# START OF Quoted passage

Double-face begins with the fabric — a cloth constructed in two layers bonded during the weaving process. But the technique itself begins later, at the sewing table.

Each seam of the coat requires a process that admits no shortcuts: basting a guideline along the full stitching line, manually separating the two layers of fabric with fine scissors, stitching each face individually with seam allowances of just 5 millimetres — against the 15 millimetres standard in conventional tailoring — and closing the seam by folding the fabric back on itself and finishing it by hand on the inner side. The same process is repeated at every edge, every hem, every dart, every join.

No machinery resolves the double-face seams automatically. It is the work of needle, thread and time. This is why a double-face coat requires between three and five times more hours of construction than a conventional lined coat. And this is why few brands produce it — because it is not industrially viable, and artisanally it demands a level of skill that cannot be improvised.

What is and what is not a double-face coat

This is worth clarifying, because the term has been used loosely in recent years.

# END OF Quoted passage

== Your task ==
Continue the piece on double-face coat construction from its last sentence, carrying on under its heading about what is and what is not a double-face coat.

# START OF Data rows

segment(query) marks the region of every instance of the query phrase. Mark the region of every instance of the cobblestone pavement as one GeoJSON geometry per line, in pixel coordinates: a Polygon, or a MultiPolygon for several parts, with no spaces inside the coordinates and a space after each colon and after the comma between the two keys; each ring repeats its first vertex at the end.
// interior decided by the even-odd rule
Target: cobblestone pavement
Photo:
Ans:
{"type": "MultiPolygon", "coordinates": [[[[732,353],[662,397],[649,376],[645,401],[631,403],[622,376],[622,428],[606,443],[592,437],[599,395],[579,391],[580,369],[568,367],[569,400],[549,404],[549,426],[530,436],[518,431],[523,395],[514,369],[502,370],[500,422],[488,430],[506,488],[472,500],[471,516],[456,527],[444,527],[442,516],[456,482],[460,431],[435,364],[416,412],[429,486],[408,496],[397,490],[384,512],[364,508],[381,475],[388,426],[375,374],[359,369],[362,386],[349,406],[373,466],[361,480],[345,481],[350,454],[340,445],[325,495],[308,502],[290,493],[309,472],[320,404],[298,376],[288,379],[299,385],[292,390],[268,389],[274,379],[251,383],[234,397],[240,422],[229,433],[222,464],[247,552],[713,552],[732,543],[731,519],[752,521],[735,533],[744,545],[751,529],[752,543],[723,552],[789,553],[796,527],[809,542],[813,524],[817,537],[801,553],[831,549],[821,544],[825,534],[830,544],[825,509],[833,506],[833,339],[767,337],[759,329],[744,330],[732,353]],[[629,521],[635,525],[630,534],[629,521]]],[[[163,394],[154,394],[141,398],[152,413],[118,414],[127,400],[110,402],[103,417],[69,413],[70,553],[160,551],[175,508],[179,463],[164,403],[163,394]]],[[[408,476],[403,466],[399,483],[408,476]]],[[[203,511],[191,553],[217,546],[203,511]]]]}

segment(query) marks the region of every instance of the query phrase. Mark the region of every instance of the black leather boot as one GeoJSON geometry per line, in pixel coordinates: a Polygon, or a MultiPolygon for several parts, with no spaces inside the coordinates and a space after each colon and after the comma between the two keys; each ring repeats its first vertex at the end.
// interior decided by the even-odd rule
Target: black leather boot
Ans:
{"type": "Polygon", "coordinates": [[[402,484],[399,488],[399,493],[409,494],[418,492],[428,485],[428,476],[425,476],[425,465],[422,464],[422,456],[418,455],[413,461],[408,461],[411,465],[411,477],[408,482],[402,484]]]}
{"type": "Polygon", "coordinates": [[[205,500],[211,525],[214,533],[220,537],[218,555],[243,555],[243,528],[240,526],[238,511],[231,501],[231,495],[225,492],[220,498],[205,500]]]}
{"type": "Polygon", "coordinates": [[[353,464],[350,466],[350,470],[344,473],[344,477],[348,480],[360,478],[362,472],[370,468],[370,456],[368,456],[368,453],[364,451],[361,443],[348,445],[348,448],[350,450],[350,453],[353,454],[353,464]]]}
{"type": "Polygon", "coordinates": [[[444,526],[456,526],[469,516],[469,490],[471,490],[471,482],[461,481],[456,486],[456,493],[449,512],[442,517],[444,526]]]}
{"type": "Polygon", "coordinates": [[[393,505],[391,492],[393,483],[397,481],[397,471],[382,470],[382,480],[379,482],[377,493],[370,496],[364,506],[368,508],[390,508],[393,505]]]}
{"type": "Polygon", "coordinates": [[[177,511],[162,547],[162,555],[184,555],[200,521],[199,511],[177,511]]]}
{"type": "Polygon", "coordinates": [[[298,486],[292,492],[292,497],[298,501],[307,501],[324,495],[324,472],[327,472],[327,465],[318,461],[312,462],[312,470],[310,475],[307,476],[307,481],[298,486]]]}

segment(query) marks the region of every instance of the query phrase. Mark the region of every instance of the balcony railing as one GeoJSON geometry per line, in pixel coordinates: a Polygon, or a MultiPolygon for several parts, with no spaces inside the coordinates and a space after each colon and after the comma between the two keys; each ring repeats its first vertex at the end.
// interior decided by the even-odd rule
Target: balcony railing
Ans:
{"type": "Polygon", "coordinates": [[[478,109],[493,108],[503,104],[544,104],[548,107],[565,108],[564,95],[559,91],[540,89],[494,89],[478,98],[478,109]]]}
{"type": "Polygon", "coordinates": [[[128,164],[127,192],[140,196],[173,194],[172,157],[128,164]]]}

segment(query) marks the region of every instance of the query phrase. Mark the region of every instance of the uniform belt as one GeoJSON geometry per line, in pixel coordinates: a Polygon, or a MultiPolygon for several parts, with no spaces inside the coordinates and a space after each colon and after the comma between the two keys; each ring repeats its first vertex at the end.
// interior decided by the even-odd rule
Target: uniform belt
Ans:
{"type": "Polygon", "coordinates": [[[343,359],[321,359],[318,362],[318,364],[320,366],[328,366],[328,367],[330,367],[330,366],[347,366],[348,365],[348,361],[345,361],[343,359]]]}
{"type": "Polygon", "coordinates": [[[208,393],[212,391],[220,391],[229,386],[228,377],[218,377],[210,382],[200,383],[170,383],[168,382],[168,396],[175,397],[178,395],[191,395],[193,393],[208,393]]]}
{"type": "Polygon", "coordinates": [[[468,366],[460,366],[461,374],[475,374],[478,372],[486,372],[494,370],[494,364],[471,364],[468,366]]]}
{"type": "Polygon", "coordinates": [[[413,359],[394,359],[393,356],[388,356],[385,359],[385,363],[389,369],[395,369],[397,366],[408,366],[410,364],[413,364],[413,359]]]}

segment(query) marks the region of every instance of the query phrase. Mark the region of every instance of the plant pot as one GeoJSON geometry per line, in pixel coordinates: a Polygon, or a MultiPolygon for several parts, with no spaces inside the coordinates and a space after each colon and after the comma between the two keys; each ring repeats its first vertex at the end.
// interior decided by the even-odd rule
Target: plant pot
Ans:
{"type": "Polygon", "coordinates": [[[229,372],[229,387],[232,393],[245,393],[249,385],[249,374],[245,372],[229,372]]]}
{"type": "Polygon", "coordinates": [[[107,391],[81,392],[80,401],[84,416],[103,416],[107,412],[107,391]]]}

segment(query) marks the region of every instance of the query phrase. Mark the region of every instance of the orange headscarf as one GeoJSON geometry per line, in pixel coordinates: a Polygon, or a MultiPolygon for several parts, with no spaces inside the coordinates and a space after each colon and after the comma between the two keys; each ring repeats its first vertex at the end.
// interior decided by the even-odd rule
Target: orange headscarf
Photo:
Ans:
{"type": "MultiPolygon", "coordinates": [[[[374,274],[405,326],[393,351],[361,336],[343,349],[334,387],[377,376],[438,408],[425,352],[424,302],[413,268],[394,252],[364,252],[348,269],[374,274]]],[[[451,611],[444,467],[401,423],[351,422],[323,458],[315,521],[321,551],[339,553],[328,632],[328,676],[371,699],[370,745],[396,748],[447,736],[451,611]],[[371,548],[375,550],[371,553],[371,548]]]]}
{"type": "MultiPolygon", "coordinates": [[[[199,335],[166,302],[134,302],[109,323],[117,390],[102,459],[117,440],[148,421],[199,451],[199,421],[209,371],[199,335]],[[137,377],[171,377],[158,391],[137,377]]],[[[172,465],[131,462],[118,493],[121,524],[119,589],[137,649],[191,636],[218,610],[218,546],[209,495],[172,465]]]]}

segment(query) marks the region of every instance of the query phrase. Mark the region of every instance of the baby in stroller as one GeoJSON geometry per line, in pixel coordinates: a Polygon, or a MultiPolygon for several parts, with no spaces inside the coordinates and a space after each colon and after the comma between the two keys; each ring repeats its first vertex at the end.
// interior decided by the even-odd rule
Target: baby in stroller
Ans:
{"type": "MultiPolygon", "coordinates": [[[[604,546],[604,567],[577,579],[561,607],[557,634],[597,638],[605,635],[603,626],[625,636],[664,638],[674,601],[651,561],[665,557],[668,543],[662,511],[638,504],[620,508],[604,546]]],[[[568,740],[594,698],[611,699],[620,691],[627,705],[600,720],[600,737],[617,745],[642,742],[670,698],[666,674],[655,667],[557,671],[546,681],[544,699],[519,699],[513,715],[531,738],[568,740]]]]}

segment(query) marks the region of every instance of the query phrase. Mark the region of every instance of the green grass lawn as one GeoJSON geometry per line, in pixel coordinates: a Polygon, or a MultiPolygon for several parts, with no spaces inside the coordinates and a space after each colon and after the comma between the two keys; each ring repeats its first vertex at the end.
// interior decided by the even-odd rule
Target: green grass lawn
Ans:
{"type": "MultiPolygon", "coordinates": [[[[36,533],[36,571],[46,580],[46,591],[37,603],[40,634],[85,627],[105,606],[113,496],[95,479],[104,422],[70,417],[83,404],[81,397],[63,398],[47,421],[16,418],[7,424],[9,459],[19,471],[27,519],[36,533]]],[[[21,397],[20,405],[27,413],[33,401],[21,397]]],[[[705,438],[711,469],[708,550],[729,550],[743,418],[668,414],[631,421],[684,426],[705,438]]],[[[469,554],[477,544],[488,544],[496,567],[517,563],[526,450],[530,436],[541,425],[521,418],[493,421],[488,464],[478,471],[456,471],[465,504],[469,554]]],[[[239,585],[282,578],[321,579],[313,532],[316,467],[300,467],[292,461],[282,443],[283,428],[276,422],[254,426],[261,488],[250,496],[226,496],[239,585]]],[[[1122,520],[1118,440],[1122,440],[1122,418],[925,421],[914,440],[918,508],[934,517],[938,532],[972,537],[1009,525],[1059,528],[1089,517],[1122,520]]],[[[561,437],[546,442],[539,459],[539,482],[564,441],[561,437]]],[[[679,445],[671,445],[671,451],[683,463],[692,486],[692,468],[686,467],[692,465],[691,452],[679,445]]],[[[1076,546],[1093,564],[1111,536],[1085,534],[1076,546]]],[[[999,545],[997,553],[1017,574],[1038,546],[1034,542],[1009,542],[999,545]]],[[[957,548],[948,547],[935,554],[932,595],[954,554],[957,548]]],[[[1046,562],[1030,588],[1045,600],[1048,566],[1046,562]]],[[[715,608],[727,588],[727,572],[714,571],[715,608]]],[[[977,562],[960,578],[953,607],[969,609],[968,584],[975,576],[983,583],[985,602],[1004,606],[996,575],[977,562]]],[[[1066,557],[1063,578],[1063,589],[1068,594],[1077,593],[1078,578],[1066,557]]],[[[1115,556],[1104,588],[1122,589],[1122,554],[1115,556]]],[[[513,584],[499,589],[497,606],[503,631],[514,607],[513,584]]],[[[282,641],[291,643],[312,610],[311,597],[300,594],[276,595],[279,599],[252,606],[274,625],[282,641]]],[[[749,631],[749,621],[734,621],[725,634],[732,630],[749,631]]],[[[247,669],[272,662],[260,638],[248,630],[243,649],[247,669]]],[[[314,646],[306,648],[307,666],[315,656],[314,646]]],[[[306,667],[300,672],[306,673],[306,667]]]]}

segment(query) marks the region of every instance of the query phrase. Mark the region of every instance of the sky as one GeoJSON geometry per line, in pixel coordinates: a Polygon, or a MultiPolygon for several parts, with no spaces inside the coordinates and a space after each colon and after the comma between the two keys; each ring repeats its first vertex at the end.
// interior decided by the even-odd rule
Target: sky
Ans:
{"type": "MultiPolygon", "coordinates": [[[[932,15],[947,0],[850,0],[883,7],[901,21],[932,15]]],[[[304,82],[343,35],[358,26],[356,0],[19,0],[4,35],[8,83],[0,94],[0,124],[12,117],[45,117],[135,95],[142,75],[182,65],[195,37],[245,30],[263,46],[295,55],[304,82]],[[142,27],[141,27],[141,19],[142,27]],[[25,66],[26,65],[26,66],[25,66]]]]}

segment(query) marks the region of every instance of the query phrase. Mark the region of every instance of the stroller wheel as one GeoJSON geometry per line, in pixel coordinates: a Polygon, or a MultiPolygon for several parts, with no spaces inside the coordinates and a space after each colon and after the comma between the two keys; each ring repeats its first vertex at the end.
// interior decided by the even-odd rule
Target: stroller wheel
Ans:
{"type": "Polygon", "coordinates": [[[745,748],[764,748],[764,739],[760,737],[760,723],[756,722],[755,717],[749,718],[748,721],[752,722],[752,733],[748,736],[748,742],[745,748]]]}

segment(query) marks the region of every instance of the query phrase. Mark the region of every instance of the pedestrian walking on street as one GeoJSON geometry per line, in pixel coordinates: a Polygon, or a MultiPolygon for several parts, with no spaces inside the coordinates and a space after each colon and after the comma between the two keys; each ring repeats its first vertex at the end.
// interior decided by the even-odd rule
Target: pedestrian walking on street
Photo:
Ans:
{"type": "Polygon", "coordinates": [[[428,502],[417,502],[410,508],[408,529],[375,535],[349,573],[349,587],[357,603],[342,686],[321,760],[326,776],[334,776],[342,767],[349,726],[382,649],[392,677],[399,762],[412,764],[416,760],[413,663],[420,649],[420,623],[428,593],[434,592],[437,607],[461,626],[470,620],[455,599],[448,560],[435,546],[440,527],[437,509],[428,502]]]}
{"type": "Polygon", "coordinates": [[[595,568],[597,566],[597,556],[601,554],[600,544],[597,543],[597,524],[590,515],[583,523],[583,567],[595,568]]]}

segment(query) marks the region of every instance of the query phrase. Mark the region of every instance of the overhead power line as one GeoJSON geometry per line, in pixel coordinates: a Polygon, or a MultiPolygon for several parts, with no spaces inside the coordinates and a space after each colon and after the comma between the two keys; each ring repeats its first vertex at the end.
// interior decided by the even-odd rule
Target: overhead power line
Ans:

# END OF Data rows

== Task answer ==
A double-face coat is not a reversible coat with a faux fur or shearling effect inside. What is often sold commercially under the name "double-face" is a garment made of two different fabrics bonded or stitched together — one on the outside, another on the inside — where the inner fabric is usually a synthetic material with a faux fur or shearling finish. It is a legitimate construction, but it is not the double-face technique. It is, technically, a coat with two opposing fabrics.

An authentic double-face coat is built from a single fabric woven in two layers joined during the weaving process, with both faces noble and finished. There is no inner lining, no synthetic layer, no added effect. The two faces of the coat are the same fabric — the same quality, the same fibre, the same weight — and the technique lies in how those two layers are separated and rejoined at each seam so that the garment is clean inside and out.

A conventionally lined coat, in turn, is a coat made from a single layer of fabric to which an inner lining — usually viscose, cupro or polyester — is added to conceal the seams and simplify construction. It is the dominant construction in the market, perfectly valid, but in a different technical category.

The difference is felt the moment you put the coat on: in an authentic double-face, what touches the skin is the same noble fibre — virgin wool, cashmere or their blends — that is visible on the outside. There is no frontier between interior and exterior. It is a garment made from a single piece of honesty.

Why it demands noble fabrics

Double-face does not forgive the fabric. Without a lining to conceal the interior, the quality of the raw material is fully exposed — inside and out. A lower quality fabric would reveal its imperfections in every seam, every finish, every hem.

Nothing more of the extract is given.